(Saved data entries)
┄┄┄┄┄┄┄┄┄┄

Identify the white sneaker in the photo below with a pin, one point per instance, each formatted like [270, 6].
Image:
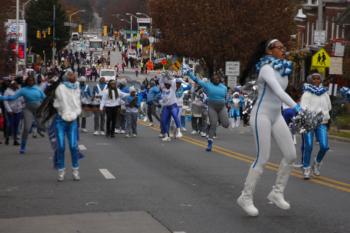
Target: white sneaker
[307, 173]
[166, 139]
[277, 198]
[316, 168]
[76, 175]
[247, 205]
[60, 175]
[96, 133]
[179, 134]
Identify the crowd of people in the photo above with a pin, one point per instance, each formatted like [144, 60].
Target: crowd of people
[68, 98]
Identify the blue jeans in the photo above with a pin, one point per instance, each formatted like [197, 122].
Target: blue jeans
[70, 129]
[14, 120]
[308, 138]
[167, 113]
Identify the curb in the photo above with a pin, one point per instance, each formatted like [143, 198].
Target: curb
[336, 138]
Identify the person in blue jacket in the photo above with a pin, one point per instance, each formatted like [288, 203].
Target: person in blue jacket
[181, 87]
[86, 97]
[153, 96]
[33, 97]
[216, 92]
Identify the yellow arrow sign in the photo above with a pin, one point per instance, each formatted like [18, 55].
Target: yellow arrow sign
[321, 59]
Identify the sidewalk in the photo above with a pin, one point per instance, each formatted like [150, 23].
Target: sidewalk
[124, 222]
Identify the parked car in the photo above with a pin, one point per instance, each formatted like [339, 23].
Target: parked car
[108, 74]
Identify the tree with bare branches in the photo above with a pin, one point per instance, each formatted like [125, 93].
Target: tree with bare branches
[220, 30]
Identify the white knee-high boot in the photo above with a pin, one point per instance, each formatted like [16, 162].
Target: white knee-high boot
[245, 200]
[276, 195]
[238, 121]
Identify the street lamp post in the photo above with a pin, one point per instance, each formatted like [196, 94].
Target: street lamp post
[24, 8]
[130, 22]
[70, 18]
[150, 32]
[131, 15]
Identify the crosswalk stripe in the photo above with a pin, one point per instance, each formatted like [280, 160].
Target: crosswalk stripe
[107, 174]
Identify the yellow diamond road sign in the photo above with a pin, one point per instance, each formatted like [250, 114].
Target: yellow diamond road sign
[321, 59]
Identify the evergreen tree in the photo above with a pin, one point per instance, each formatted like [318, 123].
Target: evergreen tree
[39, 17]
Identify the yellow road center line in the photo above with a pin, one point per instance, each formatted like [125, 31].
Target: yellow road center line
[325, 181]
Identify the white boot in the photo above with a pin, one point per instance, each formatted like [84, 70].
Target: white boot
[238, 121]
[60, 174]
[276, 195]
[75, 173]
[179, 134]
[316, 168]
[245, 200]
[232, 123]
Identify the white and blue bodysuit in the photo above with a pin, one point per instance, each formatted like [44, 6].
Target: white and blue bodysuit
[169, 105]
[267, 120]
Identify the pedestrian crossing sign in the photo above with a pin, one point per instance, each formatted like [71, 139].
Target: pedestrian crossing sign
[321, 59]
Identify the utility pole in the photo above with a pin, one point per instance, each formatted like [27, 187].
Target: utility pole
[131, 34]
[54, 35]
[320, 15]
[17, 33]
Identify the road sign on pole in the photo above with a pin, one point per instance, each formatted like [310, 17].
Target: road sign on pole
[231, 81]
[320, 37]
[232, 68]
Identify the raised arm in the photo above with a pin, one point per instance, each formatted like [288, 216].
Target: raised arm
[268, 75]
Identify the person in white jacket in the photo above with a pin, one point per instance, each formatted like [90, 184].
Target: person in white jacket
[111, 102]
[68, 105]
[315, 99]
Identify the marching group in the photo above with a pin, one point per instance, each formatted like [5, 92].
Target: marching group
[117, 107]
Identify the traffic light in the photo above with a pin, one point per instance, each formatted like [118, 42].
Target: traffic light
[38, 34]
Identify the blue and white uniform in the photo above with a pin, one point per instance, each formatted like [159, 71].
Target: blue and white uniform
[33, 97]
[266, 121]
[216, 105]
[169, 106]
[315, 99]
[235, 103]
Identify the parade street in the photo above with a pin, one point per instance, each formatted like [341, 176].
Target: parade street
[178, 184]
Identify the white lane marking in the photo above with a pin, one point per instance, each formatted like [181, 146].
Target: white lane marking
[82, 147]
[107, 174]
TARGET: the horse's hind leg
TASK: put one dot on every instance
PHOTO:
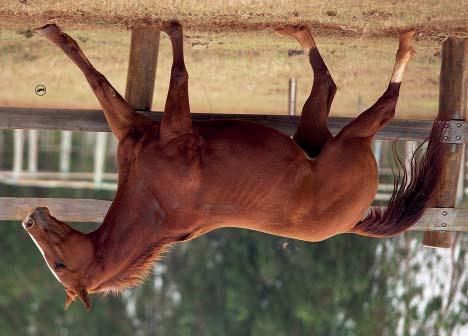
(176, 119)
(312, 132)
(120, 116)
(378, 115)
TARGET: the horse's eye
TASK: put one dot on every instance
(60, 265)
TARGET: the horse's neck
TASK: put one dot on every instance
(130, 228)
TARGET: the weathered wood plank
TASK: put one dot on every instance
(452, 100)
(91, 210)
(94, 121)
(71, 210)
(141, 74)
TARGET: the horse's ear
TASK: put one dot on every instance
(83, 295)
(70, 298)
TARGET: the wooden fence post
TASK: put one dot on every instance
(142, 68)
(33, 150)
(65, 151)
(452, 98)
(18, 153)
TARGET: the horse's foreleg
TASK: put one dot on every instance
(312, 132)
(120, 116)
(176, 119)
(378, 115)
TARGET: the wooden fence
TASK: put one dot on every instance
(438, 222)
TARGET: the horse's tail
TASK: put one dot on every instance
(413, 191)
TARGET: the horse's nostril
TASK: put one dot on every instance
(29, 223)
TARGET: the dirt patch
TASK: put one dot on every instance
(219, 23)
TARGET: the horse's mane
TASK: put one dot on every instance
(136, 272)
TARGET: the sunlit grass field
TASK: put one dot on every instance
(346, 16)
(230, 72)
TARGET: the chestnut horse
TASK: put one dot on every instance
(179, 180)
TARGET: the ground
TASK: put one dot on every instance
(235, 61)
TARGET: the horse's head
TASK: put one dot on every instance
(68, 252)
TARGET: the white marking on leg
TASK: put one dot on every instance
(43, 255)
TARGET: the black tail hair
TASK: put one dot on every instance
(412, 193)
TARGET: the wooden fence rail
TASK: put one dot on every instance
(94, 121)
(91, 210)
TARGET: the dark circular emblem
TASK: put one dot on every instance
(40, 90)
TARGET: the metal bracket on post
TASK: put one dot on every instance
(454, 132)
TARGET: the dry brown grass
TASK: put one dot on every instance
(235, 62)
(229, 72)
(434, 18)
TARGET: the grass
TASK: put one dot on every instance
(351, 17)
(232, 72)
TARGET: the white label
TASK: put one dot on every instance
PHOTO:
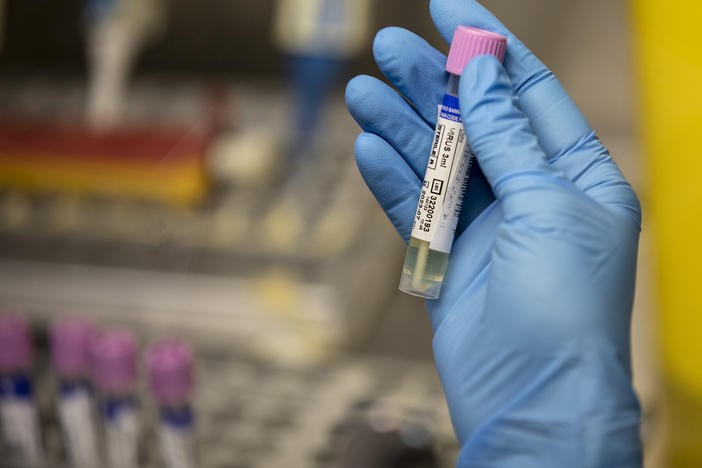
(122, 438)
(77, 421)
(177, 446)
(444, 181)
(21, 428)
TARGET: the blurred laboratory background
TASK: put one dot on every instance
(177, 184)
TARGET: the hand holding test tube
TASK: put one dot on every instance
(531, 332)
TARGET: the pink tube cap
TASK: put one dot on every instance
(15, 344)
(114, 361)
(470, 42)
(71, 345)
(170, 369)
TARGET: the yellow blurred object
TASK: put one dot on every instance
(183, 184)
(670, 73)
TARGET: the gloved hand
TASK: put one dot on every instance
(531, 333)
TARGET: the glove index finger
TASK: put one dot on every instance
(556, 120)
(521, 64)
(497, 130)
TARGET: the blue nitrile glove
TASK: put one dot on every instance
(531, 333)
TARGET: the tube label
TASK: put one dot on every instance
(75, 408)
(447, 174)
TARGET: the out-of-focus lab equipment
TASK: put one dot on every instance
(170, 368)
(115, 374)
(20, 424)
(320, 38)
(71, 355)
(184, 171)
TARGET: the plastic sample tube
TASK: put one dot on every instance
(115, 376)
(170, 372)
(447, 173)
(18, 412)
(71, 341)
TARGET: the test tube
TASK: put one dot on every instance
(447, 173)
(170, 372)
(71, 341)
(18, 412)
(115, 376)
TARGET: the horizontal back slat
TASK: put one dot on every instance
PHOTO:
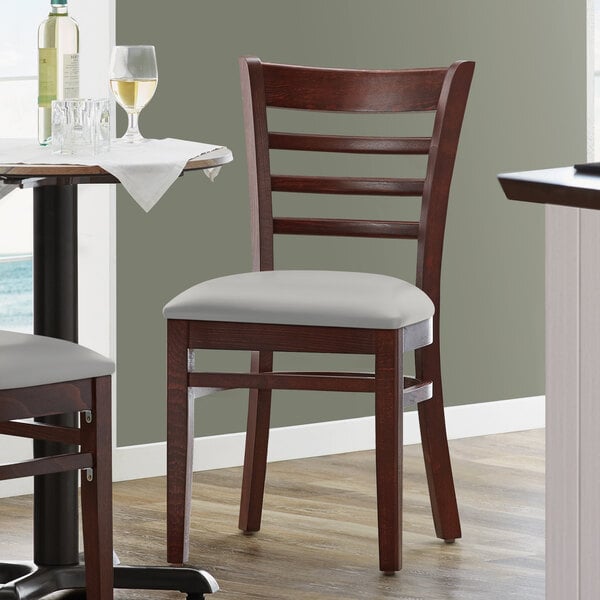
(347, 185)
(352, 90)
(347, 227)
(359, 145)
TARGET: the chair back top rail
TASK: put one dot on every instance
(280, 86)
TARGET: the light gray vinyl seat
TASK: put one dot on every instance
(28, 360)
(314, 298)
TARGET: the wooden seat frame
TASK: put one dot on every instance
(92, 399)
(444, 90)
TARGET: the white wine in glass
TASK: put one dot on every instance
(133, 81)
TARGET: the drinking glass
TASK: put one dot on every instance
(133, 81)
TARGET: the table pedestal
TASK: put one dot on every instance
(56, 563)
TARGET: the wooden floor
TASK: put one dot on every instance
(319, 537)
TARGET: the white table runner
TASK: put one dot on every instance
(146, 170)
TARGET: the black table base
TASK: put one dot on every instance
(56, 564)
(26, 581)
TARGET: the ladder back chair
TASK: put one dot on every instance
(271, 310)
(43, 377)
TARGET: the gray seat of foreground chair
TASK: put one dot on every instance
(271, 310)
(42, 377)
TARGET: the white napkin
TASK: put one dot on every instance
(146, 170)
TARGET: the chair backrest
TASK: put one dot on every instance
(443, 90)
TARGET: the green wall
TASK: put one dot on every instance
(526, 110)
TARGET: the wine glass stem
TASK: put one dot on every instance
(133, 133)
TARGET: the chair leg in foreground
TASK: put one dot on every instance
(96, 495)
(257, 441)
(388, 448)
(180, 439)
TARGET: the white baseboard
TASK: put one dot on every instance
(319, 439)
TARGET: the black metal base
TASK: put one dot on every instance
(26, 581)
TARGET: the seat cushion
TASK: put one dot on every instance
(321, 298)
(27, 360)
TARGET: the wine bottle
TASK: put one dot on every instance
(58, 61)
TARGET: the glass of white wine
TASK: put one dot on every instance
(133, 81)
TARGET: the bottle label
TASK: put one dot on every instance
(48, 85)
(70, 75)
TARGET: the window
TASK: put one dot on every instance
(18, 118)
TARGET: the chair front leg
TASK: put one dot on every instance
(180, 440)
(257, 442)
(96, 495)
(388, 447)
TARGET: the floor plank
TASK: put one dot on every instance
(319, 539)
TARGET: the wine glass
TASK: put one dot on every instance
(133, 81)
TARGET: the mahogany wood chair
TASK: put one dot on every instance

┄┄┄┄┄┄┄┄┄┄

** Problem to solve **
Find "TARGET: the light gray vinyl seat" in the data above, then repeat that line and all lines after it exactly, ending with the final line.

** Final result **
TARGET: the light gray vinyl seat
TASK: put one dot on every instance
(28, 360)
(314, 298)
TARGET: the wooden seat frame
TASK: put one dot on every instance
(92, 399)
(444, 90)
TARGET: the white wine in glass
TASK: put one dot on every instance
(133, 81)
TARGET: the drinking glass
TASK: put one dot on every instance
(133, 81)
TARGET: the table pedestal
TASK: put one dot on every instance
(56, 563)
TARGET: the wooden floor
TASK: put one dot on every instance
(319, 537)
TARGET: the white table runner
TASK: put one dot on every instance
(146, 170)
TARGET: the black table base
TASK: put one dot on every instance
(56, 564)
(26, 581)
TARGET: the ladder back chair
TASK: put one dot on every instance
(271, 310)
(43, 377)
TARGET: the gray seat of foreground chair
TASK: put one dot on every instance
(271, 310)
(42, 377)
TARGET: the white napkin
TASK: put one dot on every instance
(146, 170)
TARGET: the chair backrest
TASK: put one dot on every instance
(443, 90)
TARGET: the green wall
TASK: put one dot on every instance
(526, 110)
TARGET: the wine glass stem
TASK: put one dot on every instance
(133, 133)
TARGET: the chair leg in foreground
TASK: put one dot on every instance
(96, 495)
(257, 441)
(388, 448)
(180, 439)
TARGET: the white baseboard
TASK: put one dot on every instance
(319, 439)
TARGET: the black metal base
TASK: put one dot on every instance
(26, 581)
TARGET: the seat cushion
TASK: put one dot on every instance
(321, 298)
(27, 360)
TARGET: the wine bottle
TASK: put one dot on every instance
(58, 61)
TARGET: the glass of white wine
TASK: put one dot on every instance
(133, 81)
TARGET: the bottle label
TASK: put one dot on every instance
(48, 85)
(70, 75)
TARGET: the window
TASK: put one dot on every instance
(18, 118)
TARGET: the chair front leg
TASK: put one dot on every instance
(180, 440)
(257, 442)
(96, 495)
(388, 447)
TARGET: the floor plank
TASK: put one dot on every instance
(319, 539)
TARGET: the wine glass
TASK: put one dot on every instance
(133, 81)
TARGET: the mahogany wood chair
TASK: put one dot on every instance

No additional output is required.